## start ENTRIES

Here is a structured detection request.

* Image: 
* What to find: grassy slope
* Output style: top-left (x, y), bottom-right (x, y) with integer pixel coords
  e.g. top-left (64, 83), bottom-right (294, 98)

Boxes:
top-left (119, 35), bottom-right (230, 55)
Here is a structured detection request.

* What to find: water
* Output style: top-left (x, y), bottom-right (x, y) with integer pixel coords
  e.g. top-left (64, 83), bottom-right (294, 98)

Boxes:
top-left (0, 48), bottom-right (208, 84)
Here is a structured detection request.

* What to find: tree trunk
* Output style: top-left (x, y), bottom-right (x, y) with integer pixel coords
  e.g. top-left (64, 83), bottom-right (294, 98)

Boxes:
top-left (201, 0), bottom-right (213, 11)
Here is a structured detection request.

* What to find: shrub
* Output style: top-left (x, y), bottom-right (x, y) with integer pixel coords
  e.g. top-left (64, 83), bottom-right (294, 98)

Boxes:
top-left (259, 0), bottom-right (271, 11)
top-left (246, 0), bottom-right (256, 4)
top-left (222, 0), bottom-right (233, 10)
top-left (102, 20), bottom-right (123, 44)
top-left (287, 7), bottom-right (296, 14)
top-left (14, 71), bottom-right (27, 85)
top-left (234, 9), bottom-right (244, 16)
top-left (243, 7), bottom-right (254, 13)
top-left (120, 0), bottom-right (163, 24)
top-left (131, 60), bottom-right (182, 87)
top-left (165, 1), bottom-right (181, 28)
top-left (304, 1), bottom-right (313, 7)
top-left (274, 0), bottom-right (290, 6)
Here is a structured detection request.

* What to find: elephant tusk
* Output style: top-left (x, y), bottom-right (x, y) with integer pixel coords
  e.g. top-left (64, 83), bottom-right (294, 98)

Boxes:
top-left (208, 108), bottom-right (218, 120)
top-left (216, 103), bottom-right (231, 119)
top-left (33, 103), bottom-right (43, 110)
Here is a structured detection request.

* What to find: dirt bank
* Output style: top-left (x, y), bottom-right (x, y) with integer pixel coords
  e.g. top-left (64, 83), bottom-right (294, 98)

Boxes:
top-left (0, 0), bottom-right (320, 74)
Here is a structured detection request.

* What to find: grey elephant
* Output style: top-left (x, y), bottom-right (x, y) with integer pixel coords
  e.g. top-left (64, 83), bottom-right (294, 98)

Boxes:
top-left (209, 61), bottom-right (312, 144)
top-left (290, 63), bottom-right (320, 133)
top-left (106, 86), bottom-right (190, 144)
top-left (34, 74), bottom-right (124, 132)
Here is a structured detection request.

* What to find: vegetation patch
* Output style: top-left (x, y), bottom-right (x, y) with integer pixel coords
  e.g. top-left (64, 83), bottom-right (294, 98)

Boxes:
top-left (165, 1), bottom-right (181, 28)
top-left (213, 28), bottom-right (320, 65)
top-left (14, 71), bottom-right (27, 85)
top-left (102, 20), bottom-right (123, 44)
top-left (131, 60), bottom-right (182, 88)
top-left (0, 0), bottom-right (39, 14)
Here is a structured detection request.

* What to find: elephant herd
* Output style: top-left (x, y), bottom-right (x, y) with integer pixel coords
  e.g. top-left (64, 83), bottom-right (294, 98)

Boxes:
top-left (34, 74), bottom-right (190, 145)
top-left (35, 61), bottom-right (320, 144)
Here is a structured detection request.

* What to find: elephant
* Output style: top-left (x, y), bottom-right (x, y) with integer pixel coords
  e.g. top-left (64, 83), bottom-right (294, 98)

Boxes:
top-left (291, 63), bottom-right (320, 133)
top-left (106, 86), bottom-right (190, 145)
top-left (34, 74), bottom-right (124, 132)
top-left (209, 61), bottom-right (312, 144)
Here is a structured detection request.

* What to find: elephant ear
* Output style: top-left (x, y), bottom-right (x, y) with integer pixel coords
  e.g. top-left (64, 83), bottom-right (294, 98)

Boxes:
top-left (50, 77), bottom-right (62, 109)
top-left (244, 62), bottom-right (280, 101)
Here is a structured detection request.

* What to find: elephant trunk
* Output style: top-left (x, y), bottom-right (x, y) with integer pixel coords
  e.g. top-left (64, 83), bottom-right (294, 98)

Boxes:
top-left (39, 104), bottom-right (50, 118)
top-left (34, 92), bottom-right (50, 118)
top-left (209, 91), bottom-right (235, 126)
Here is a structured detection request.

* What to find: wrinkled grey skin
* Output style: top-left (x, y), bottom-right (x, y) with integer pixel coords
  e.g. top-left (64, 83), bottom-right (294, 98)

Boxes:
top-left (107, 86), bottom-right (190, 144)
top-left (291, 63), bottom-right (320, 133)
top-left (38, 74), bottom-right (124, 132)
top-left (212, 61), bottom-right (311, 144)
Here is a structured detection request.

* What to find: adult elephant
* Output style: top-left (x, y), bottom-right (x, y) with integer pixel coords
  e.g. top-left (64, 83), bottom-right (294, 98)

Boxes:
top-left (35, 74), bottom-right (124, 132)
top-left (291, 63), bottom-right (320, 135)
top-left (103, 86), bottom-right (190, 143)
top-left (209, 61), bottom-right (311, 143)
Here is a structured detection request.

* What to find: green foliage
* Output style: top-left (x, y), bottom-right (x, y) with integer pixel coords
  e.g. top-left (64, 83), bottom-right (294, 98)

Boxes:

## end ENTRIES

*GOAL*:
Print the whole listing exactly as it is.

*THE REPLY*:
Here is a structured detection request.

* Image: 
* What to find: grassy slope
* Output style: top-left (x, y), bottom-right (x, y) with integer pixel coords
  e.g. top-left (64, 83), bottom-right (294, 98)

Boxes:
top-left (119, 35), bottom-right (230, 55)
Here is a structured detection request.

* What to find: water
* Output style: top-left (x, y), bottom-right (x, y) with integer pixel coords
  e.g. top-left (64, 83), bottom-right (294, 98)

Boxes:
top-left (0, 48), bottom-right (208, 84)
Here is a structured detection request.

* What to find: tree trunk
* Output style: top-left (x, y), bottom-right (x, y) with integer pixel coords
  e.g. top-left (64, 83), bottom-right (294, 98)

Boxes:
top-left (201, 0), bottom-right (213, 11)
Here is a structured detection request.

* What to find: shrub
* Output style: top-left (x, y), bottom-right (x, y) with integer pixel coords
  e.g. top-left (64, 83), bottom-right (294, 98)

Boxes:
top-left (259, 0), bottom-right (271, 11)
top-left (246, 0), bottom-right (256, 4)
top-left (222, 0), bottom-right (233, 10)
top-left (102, 20), bottom-right (123, 44)
top-left (287, 7), bottom-right (296, 14)
top-left (14, 71), bottom-right (27, 85)
top-left (234, 9), bottom-right (244, 16)
top-left (243, 7), bottom-right (254, 13)
top-left (120, 0), bottom-right (163, 24)
top-left (131, 60), bottom-right (182, 87)
top-left (165, 1), bottom-right (181, 28)
top-left (304, 1), bottom-right (313, 7)
top-left (274, 0), bottom-right (290, 6)
Here is a structured detection request.

* What to find: elephant tusk
* Output style: top-left (x, y), bottom-right (x, y) with integer pixel coords
  e.g. top-left (64, 83), bottom-right (294, 98)

Boxes:
top-left (208, 108), bottom-right (218, 120)
top-left (216, 103), bottom-right (231, 119)
top-left (33, 103), bottom-right (43, 110)
Here is a structured detection request.

* What to find: dirt bank
* Output style: top-left (x, y), bottom-right (x, y) with integer pixel coords
  e.g. top-left (64, 83), bottom-right (294, 98)

Boxes:
top-left (0, 0), bottom-right (320, 74)
Here is a structured detection request.

* What to find: grey elephant
* Output style: top-left (x, y), bottom-right (x, y) with integer pixel coords
  e.g. top-left (64, 83), bottom-right (294, 98)

Boxes:
top-left (209, 61), bottom-right (312, 144)
top-left (290, 63), bottom-right (320, 133)
top-left (106, 86), bottom-right (190, 144)
top-left (34, 74), bottom-right (124, 132)
Here is a structured detection request.

* What to find: vegetation patch
* Output style: top-left (x, y), bottom-right (x, y) with integer pixel coords
  e.g. top-left (64, 83), bottom-right (294, 98)

Boxes:
top-left (165, 1), bottom-right (181, 28)
top-left (213, 28), bottom-right (320, 65)
top-left (14, 71), bottom-right (27, 85)
top-left (102, 20), bottom-right (123, 44)
top-left (131, 60), bottom-right (182, 88)
top-left (0, 0), bottom-right (39, 14)
Here is a structured detection request.

* What to find: elephant herd
* Output style: top-left (x, y), bottom-right (x, y) with integer pixel coords
  e.g. top-left (64, 83), bottom-right (294, 98)

Boxes:
top-left (34, 74), bottom-right (190, 145)
top-left (35, 61), bottom-right (320, 144)
Here is a structured detection request.

* What to find: elephant
* Output style: top-left (x, y), bottom-right (x, y) with integer pixel coords
  e.g. top-left (64, 83), bottom-right (294, 98)

Boxes:
top-left (291, 63), bottom-right (320, 133)
top-left (106, 86), bottom-right (190, 145)
top-left (34, 74), bottom-right (124, 132)
top-left (209, 61), bottom-right (312, 144)
Here is a structured detection request.

* What to find: elephant ear
* Output style: top-left (x, y), bottom-right (x, y) with integer pixel coords
  e.g. top-left (64, 83), bottom-right (294, 98)

Boxes:
top-left (50, 77), bottom-right (62, 109)
top-left (244, 62), bottom-right (280, 101)
Here is a structured detection request.

* What to find: elephant trunk
* Output style: top-left (x, y), bottom-right (x, y) with integer pixel coords
  e.g. top-left (64, 83), bottom-right (294, 98)

Boxes:
top-left (39, 104), bottom-right (50, 118)
top-left (34, 92), bottom-right (50, 118)
top-left (209, 91), bottom-right (235, 126)
Here is a structured detection request.

* What to find: wrinkled grey skin
* Output style: top-left (x, y), bottom-right (x, y) with integer pixel coords
  e.g. top-left (64, 83), bottom-right (294, 98)

Boxes:
top-left (107, 86), bottom-right (190, 144)
top-left (291, 63), bottom-right (320, 133)
top-left (38, 74), bottom-right (124, 132)
top-left (212, 61), bottom-right (311, 144)
Here is a structured detection request.

* What to find: adult elephant
* Output style: top-left (x, y), bottom-right (x, y) with integer pixel coords
  e.g. top-left (64, 83), bottom-right (294, 98)

Boxes:
top-left (35, 74), bottom-right (124, 132)
top-left (291, 63), bottom-right (320, 135)
top-left (103, 86), bottom-right (190, 143)
top-left (209, 61), bottom-right (311, 143)
Here is a structured detection request.

* What to find: green foliage
* Output style: top-left (x, y), bottom-right (x, y) with integer pixel coords
  e.g. top-left (64, 83), bottom-right (294, 98)

Boxes:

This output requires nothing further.